[EXCERPTED RECORDS start]

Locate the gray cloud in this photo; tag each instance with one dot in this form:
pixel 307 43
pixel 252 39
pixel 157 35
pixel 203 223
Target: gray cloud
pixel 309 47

[EXCERPTED RECORDS end]

• [WHAT THE TASK ASKS] Rewrite every line of the listing, including the requests, and rescale only the pixel coordinates in the answers by multiplying each by 2.2 and rounding to the nearest whole number, with halves rounded up. Leave the coordinates in the requests and their sample format lines unchanged.

• [FULL RESPONSE]
Locate the gray cloud in this photo; tag each instance with one dot in this form:
pixel 307 43
pixel 252 39
pixel 157 35
pixel 203 223
Target: gray cloud
pixel 680 103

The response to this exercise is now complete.